TASK DATA >>
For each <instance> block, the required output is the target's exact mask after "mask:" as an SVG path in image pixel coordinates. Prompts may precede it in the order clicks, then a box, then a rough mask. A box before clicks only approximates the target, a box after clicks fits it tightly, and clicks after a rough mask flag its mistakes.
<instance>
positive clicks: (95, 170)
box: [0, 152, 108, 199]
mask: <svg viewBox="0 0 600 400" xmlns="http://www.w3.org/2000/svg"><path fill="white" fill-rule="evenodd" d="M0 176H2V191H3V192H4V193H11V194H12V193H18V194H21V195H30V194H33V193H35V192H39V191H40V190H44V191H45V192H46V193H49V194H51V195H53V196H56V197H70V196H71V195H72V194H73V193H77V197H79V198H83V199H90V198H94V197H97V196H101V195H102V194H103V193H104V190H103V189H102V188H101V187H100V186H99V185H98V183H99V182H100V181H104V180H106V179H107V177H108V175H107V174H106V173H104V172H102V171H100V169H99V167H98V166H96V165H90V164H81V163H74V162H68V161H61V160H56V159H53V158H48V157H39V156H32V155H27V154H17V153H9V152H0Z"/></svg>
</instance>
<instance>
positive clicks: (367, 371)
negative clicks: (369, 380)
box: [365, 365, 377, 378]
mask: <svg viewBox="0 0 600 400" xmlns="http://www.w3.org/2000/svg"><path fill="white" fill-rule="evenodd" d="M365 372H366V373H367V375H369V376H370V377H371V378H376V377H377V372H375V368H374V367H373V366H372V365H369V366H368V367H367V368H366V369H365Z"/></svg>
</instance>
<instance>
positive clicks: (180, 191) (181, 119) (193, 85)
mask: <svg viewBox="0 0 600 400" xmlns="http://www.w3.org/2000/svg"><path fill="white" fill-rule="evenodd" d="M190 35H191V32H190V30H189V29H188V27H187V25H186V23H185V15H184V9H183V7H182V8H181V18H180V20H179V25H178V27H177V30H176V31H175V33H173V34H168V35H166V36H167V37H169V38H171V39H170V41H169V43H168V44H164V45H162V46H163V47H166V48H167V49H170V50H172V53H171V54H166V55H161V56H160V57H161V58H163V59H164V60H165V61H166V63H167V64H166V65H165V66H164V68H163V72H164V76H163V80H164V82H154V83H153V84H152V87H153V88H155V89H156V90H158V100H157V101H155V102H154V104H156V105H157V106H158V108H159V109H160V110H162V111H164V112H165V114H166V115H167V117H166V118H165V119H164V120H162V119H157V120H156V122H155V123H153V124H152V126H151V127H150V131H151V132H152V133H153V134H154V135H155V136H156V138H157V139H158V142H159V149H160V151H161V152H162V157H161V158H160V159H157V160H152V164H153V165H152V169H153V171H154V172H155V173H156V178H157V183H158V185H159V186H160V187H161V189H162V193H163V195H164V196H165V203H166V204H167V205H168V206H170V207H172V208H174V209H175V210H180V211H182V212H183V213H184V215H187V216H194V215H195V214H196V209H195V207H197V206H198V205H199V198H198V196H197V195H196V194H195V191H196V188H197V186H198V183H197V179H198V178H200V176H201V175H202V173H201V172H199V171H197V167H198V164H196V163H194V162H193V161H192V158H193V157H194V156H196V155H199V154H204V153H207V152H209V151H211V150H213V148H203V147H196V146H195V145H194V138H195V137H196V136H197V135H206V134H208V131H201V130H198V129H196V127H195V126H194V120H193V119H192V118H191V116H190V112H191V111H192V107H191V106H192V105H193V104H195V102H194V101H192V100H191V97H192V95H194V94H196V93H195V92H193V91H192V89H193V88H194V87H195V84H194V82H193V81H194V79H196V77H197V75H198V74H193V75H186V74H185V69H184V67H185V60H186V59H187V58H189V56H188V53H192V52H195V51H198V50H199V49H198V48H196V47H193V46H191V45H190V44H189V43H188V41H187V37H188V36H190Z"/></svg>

PROBLEM REQUIREMENTS >>
The material is to be output in full, exactly as it stands.

TASK SOLUTION >>
For each <instance> block, the required output is the target's exact mask after "mask:" as an SVG path in image pixel coordinates. Prompts may precede it in the order clicks, then a box, then a rough mask. A box before clicks only approximates the target, a box after clicks fits it tightly, and clicks after a rough mask flag its mistakes.
<instance>
positive clicks: (95, 170)
box: [0, 152, 108, 199]
mask: <svg viewBox="0 0 600 400" xmlns="http://www.w3.org/2000/svg"><path fill="white" fill-rule="evenodd" d="M0 176H2V191H3V192H4V193H11V194H12V193H18V194H21V195H30V194H33V193H35V192H39V191H40V190H44V191H45V192H46V193H49V194H51V195H53V196H56V197H70V196H71V195H72V194H73V193H77V197H79V198H83V199H90V198H94V197H97V196H101V195H102V194H103V193H104V190H103V189H102V188H101V187H100V186H99V185H98V183H99V182H100V181H104V180H106V179H107V177H108V175H107V174H106V173H104V172H102V171H100V169H99V167H98V166H96V165H90V164H81V163H74V162H68V161H61V160H56V159H53V158H48V157H39V156H32V155H27V154H17V153H9V152H0Z"/></svg>
</instance>
<instance>
positive clicks: (367, 371)
negative clicks: (369, 380)
box: [365, 365, 377, 378]
mask: <svg viewBox="0 0 600 400" xmlns="http://www.w3.org/2000/svg"><path fill="white" fill-rule="evenodd" d="M365 372H366V373H367V375H369V376H370V377H371V378H376V377H377V372H375V368H374V367H373V366H372V365H369V366H368V367H367V368H366V369H365Z"/></svg>
</instance>
<instance>
positive clicks: (180, 191) (181, 119) (193, 85)
mask: <svg viewBox="0 0 600 400" xmlns="http://www.w3.org/2000/svg"><path fill="white" fill-rule="evenodd" d="M190 35H191V32H190V30H189V29H188V27H187V25H186V23H185V15H184V9H183V7H182V8H181V18H180V20H179V25H178V27H177V30H176V31H175V33H173V34H168V35H166V36H167V37H169V38H171V39H170V41H169V43H168V44H164V45H162V46H163V47H166V48H167V49H170V50H172V53H171V54H166V55H161V56H160V57H161V58H163V59H164V60H165V61H166V63H167V64H166V65H165V66H164V68H163V72H164V76H163V80H164V82H154V83H153V84H152V87H153V88H155V89H156V90H158V100H157V101H155V102H154V104H156V105H157V106H158V108H159V109H160V110H162V111H164V112H165V114H166V115H167V117H166V118H165V119H164V120H162V119H157V120H156V122H155V123H153V124H152V126H151V127H150V131H151V132H152V133H153V134H154V135H155V136H156V138H157V139H158V142H159V149H160V151H161V152H162V157H161V158H160V159H157V160H152V164H153V165H152V169H153V171H154V172H155V173H156V178H157V183H158V185H159V186H160V187H161V189H162V193H163V195H164V196H165V203H166V204H167V205H168V206H170V207H172V208H174V209H175V210H180V211H182V212H183V213H184V215H187V216H194V215H195V214H196V209H195V207H197V206H198V205H199V198H198V196H197V195H196V194H195V191H196V188H197V186H198V183H197V179H198V178H200V176H201V175H202V173H201V172H199V171H197V167H198V164H196V163H194V162H193V161H192V158H193V157H194V156H196V155H199V154H204V153H207V152H209V151H211V150H213V148H203V147H196V146H195V145H194V138H195V137H196V136H197V135H206V134H208V131H201V130H198V129H196V127H195V126H194V120H193V119H192V118H191V116H190V112H191V111H192V107H191V106H192V105H193V104H195V102H194V101H192V100H191V97H192V95H194V94H196V93H195V92H193V91H192V89H193V88H194V87H195V84H194V82H193V81H194V79H196V77H197V75H198V74H193V75H186V74H185V69H184V67H185V60H186V59H187V58H189V56H188V53H192V52H195V51H198V50H199V49H198V48H196V47H193V46H191V45H190V44H189V43H188V41H187V37H188V36H190Z"/></svg>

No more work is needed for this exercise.